INSTRUCTIONS FOR THE TASK:
The answer must consist solely of the line that contains "Would you mind pointing to the clear" and all subsequent lines of the data, each reproduced exactly.

MATERIAL FOR THIS TASK:
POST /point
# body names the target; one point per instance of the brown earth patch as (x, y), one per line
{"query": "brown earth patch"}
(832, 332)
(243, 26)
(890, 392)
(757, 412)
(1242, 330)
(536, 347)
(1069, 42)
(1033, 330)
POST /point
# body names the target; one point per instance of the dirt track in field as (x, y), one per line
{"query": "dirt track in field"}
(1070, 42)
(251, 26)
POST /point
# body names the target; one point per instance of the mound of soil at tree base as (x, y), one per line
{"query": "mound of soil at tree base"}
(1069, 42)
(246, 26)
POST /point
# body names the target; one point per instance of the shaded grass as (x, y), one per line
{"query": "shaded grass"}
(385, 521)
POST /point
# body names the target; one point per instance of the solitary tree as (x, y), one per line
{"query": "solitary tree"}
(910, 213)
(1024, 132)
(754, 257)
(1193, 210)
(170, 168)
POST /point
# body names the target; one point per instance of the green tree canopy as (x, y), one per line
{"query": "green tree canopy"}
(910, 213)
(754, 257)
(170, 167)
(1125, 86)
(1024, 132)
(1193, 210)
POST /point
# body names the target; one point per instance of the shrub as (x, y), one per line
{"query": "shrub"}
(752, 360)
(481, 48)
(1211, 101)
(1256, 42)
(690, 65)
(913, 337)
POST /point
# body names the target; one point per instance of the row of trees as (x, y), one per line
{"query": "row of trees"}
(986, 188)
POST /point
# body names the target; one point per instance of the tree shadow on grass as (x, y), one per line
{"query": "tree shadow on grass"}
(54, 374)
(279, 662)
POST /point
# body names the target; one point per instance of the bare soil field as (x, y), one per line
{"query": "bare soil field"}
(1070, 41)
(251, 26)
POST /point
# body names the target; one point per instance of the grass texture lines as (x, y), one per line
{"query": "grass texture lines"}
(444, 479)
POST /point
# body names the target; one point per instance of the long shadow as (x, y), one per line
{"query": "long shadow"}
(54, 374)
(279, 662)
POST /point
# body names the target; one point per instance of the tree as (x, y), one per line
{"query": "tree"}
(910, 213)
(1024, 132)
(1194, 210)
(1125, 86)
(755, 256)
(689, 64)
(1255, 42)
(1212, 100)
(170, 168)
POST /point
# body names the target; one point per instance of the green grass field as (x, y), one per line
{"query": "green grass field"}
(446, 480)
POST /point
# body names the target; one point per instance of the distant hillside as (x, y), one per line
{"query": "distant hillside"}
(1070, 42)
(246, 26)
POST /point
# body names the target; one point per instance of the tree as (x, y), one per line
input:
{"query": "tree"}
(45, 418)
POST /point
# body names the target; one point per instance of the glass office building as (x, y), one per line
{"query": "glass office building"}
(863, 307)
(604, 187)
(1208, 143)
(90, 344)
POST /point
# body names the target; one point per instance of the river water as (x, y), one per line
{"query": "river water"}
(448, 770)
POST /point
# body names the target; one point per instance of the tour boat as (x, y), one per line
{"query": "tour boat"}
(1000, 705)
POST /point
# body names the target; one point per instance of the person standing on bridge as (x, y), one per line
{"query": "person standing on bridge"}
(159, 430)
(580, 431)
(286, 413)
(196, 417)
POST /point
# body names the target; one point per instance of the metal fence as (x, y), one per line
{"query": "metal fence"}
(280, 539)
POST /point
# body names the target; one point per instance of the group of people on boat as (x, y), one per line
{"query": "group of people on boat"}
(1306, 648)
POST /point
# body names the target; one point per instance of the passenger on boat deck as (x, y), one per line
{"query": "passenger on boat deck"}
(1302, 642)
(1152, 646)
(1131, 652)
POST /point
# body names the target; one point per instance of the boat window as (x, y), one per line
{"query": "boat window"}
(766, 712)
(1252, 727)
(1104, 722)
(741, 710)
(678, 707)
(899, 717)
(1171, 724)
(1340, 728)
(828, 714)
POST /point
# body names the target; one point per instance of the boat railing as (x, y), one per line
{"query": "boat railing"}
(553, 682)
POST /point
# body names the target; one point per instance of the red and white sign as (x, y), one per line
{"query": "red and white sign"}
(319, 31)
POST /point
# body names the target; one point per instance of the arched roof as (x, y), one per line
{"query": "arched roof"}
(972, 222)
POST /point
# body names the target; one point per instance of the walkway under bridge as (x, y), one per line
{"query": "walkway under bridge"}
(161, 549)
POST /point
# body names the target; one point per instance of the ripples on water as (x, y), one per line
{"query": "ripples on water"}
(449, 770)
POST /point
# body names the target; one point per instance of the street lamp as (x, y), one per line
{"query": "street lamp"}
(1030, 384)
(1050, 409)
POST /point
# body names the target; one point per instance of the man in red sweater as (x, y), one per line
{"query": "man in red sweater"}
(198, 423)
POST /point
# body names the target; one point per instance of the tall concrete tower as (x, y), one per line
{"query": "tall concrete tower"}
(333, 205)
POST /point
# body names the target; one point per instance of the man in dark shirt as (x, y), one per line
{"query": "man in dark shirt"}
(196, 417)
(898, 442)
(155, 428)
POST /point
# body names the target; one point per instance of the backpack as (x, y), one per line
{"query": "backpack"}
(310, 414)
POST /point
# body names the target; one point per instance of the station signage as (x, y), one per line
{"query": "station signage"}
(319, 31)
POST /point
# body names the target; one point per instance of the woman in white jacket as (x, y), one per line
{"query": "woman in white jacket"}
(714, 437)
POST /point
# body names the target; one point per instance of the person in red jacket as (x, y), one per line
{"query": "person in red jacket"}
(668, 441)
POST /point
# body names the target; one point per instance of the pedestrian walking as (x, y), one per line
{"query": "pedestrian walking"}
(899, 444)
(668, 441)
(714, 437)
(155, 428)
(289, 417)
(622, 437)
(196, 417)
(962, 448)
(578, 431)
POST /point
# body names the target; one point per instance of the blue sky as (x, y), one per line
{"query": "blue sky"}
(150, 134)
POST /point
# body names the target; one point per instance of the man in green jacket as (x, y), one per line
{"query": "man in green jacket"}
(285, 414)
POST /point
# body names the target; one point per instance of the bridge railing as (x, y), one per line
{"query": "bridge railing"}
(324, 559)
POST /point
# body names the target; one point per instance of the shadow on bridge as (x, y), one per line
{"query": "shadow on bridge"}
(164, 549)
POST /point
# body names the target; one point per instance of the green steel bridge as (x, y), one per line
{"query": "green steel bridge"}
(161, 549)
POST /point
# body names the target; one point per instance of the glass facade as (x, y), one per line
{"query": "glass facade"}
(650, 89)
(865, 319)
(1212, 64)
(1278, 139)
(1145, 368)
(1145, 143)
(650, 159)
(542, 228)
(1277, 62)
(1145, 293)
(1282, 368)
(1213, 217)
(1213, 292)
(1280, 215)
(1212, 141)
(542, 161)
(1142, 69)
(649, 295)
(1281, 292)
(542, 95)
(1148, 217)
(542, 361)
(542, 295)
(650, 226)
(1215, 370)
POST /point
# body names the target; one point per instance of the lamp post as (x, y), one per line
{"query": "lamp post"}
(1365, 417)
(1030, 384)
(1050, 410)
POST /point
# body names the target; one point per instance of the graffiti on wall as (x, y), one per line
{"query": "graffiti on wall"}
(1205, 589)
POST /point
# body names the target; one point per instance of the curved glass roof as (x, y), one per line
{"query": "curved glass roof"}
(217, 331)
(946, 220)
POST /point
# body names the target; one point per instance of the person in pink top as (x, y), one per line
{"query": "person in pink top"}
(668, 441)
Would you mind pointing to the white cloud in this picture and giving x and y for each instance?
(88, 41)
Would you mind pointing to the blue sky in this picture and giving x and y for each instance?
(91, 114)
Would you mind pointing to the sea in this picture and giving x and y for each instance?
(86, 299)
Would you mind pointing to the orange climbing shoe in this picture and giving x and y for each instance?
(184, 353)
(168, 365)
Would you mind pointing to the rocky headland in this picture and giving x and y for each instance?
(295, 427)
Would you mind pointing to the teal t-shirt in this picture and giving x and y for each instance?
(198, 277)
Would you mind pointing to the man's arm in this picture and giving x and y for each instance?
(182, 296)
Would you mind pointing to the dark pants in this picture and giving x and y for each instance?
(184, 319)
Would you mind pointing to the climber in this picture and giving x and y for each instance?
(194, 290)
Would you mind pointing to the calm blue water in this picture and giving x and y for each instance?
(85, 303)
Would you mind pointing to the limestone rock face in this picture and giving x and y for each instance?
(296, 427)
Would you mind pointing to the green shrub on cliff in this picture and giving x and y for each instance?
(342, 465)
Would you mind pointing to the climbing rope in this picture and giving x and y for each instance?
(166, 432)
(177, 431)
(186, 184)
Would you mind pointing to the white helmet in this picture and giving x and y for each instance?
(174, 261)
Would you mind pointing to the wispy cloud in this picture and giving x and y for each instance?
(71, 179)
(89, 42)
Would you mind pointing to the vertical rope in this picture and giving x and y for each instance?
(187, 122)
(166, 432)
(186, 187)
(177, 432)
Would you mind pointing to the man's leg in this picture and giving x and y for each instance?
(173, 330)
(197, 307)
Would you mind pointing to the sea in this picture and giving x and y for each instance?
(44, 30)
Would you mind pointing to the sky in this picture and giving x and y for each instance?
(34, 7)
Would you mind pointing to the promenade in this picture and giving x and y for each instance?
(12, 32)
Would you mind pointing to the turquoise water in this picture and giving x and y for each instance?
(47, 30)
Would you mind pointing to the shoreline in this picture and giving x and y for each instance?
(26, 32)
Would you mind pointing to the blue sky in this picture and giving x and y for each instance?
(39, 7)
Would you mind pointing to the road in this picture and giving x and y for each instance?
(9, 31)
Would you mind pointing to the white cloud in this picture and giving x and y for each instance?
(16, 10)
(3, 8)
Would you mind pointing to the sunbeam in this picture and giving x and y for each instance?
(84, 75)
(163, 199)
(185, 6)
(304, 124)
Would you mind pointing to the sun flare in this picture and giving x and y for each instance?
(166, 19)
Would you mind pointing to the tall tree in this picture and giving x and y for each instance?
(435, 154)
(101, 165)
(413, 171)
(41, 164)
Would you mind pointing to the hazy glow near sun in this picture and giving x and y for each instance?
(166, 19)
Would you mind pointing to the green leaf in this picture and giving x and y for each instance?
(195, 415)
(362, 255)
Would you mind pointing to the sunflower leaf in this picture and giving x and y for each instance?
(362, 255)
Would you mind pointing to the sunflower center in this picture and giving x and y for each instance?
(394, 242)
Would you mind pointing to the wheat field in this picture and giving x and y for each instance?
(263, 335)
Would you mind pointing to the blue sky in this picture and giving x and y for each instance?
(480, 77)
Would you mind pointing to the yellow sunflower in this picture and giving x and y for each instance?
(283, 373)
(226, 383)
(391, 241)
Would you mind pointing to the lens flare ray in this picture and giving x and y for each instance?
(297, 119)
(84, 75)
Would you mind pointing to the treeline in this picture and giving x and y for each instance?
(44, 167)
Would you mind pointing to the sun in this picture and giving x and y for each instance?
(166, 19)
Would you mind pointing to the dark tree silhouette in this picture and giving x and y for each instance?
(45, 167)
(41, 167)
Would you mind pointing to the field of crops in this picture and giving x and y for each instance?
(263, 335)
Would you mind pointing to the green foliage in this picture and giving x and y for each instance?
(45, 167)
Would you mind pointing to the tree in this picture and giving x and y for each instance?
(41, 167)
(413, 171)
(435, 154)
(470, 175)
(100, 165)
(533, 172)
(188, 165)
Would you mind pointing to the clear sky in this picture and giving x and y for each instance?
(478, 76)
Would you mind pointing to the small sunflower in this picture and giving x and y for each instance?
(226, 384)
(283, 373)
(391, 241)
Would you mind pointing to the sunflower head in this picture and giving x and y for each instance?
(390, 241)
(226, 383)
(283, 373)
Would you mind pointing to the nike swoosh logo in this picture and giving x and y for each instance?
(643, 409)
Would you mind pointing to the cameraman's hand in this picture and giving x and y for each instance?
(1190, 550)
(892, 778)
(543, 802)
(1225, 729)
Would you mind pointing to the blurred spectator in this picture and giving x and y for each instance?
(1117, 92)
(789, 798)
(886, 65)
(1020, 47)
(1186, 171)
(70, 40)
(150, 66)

OUTPUT FOR THIS TASK:
Would you mind pointing to the clear sky in this picture and giving x and y for each instance?
(478, 76)
Would you mind pointing to the small sunflower in this picture and giving x and y for each instance?
(226, 384)
(283, 373)
(391, 241)
Would you mind pointing to the sunflower head in this picture and giving x and y for each instance?
(390, 241)
(226, 383)
(283, 373)
Would you mind pointing to the nike swoosh logo in this picture and giving x and y for each instance?
(643, 409)
Would you mind pointing to the cameraman's hand in this picture and giving x and y for each instance?
(1190, 550)
(892, 778)
(543, 802)
(1225, 729)
Would you mind pointing to the blurred spectator in this picture and giving x and y for each instance?
(1117, 92)
(789, 798)
(886, 65)
(1020, 47)
(1186, 171)
(70, 40)
(150, 66)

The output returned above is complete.